++++ Records for the exercise ++++

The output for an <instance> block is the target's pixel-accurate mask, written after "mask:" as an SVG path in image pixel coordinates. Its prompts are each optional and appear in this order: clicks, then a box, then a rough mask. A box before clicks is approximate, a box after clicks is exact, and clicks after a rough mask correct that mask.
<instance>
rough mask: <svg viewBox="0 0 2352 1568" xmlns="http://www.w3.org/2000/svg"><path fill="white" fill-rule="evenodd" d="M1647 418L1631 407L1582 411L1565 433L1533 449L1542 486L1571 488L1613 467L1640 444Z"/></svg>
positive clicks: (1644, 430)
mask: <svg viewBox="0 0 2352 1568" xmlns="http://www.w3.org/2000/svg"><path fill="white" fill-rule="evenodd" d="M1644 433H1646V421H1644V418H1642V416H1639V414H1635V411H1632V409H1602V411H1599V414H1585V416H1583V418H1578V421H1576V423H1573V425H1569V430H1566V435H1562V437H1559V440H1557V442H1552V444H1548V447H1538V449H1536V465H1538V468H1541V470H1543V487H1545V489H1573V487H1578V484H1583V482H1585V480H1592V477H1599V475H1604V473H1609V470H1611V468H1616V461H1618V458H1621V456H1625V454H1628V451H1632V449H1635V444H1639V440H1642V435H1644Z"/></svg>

++++

**What to work on**
Type out the whole of the data again, exactly as shown.

**Output of the exercise**
The output for an <instance> block is the target's pixel-accurate mask, written after "mask:" as an SVG path in image pixel coordinates. Its prompts are each optional and appear in this order: clicks, then a box, then a rough mask. A box before clicks is approximate, a box after clicks is exact, and clicks after a rough mask correct that mask.
<instance>
rough mask: <svg viewBox="0 0 2352 1568" xmlns="http://www.w3.org/2000/svg"><path fill="white" fill-rule="evenodd" d="M1647 418L1631 407L1582 411L1565 433L1533 449L1542 486L1571 488L1613 467L1640 444Z"/></svg>
positive clicks: (1644, 430)
mask: <svg viewBox="0 0 2352 1568" xmlns="http://www.w3.org/2000/svg"><path fill="white" fill-rule="evenodd" d="M1644 433H1646V421H1644V418H1642V416H1639V414H1635V411H1632V409H1602V411H1599V414H1585V416H1583V418H1578V421H1576V423H1573V425H1569V430H1566V435H1562V437H1559V440H1557V442H1552V444H1548V447H1538V449H1536V465H1538V468H1541V470H1543V487H1545V489H1573V487H1578V484H1583V482H1585V480H1592V477H1599V475H1604V473H1609V470H1611V468H1616V461H1618V458H1621V456H1625V454H1628V451H1632V449H1635V444H1639V440H1642V435H1644Z"/></svg>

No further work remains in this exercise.